▶ [WHAT YOU HAVE TO DO]: Would you please copy each line of the data in which the string "paved" occurs?

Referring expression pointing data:
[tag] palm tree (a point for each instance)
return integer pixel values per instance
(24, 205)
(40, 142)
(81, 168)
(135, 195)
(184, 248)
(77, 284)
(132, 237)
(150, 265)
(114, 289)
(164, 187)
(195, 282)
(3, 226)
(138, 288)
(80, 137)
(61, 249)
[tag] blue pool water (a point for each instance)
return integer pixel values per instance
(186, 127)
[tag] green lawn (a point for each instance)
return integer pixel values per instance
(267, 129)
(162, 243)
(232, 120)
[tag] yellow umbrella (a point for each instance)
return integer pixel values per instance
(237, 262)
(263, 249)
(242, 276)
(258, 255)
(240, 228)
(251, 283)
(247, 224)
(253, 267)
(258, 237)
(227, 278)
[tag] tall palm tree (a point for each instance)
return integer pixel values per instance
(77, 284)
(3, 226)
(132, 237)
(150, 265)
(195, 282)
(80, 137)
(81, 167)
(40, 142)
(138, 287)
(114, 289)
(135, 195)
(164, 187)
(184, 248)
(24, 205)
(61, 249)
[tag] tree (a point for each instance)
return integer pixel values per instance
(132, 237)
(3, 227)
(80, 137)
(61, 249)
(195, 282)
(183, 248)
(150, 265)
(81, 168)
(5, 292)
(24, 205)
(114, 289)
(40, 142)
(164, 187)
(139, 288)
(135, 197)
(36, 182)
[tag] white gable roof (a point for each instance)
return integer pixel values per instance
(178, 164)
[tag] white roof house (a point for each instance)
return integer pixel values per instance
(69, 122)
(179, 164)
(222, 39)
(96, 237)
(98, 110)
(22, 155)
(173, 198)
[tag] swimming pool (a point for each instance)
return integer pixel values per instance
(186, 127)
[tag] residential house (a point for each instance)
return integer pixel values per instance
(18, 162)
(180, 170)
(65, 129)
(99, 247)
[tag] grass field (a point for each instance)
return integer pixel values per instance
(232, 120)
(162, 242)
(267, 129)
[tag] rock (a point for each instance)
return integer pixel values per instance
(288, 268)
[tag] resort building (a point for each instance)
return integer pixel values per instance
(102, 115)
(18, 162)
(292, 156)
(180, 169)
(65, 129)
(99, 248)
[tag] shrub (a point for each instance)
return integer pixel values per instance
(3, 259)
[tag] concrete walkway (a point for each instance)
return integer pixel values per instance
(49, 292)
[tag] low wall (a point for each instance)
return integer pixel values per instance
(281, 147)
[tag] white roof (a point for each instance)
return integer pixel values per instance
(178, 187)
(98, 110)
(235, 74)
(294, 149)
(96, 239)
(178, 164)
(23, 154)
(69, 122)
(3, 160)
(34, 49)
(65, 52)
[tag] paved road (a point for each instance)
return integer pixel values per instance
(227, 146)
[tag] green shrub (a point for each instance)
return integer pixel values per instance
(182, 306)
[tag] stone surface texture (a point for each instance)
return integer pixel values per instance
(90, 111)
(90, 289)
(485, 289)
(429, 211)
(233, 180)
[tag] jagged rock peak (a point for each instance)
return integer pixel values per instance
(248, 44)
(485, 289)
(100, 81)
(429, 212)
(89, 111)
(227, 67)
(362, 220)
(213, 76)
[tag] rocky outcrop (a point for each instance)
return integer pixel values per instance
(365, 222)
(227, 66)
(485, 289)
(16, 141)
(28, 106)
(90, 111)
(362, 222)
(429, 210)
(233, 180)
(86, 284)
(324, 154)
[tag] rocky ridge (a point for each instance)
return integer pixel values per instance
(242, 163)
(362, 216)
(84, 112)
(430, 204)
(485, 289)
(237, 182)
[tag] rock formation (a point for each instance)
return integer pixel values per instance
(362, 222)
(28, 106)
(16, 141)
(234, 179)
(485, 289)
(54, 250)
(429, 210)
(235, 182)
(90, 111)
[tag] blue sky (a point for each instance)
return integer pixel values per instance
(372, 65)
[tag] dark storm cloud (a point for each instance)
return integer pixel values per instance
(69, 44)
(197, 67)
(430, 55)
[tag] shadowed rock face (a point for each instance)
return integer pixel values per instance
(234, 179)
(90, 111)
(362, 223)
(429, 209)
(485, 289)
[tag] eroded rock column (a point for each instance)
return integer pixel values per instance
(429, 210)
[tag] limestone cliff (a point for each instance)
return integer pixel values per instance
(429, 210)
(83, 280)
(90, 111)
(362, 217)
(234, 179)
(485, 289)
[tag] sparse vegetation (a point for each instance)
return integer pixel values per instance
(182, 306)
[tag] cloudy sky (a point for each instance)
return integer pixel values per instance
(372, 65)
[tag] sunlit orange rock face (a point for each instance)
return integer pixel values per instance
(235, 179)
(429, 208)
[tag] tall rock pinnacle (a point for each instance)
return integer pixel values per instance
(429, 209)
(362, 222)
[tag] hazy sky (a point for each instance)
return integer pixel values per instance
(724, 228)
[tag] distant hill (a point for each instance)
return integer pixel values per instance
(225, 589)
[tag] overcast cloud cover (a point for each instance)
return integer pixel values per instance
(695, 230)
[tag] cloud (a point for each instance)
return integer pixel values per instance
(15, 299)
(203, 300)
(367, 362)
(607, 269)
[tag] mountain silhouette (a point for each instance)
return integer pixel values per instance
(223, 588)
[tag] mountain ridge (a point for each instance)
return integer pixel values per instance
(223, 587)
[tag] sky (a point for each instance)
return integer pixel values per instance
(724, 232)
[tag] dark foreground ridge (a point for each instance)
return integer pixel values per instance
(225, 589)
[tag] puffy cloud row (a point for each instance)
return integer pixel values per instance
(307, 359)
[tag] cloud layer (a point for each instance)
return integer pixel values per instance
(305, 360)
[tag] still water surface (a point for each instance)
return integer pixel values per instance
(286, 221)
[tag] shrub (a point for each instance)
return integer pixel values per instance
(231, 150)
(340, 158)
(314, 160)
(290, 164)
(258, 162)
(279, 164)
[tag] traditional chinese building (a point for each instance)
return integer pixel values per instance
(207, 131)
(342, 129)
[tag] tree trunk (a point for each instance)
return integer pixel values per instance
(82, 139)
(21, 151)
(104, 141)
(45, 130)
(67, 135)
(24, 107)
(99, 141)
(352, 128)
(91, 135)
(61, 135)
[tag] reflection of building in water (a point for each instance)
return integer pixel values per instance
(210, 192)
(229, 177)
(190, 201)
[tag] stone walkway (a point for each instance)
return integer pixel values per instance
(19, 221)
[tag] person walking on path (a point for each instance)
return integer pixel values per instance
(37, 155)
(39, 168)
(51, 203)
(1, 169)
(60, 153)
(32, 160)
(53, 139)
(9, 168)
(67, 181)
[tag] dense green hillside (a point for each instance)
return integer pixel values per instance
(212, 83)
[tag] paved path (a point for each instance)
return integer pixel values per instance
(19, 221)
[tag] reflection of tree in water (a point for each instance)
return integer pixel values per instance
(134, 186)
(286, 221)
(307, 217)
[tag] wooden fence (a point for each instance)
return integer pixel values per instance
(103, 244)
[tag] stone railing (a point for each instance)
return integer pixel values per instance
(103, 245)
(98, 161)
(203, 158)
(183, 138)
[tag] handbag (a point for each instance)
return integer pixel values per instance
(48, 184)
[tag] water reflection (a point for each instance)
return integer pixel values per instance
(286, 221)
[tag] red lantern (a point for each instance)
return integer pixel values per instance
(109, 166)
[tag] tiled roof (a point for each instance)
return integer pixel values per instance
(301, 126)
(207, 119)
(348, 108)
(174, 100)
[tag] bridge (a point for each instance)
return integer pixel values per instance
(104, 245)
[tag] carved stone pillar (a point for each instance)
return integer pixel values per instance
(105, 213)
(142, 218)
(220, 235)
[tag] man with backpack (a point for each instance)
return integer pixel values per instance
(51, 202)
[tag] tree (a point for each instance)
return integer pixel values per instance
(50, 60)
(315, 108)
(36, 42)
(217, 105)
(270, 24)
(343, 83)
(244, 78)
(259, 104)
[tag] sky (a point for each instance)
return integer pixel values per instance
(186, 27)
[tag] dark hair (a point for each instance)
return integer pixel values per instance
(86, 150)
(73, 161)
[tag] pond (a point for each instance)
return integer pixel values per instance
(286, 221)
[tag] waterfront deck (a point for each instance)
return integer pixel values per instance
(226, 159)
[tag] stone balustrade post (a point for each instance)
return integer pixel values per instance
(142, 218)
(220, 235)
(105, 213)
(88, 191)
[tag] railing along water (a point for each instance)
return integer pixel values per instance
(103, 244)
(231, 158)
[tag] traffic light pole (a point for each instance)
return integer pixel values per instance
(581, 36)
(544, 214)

▶ [TASK OUTPUT]:
[tag] paved road (a point for each instance)
[tag] paved path (a point for each instance)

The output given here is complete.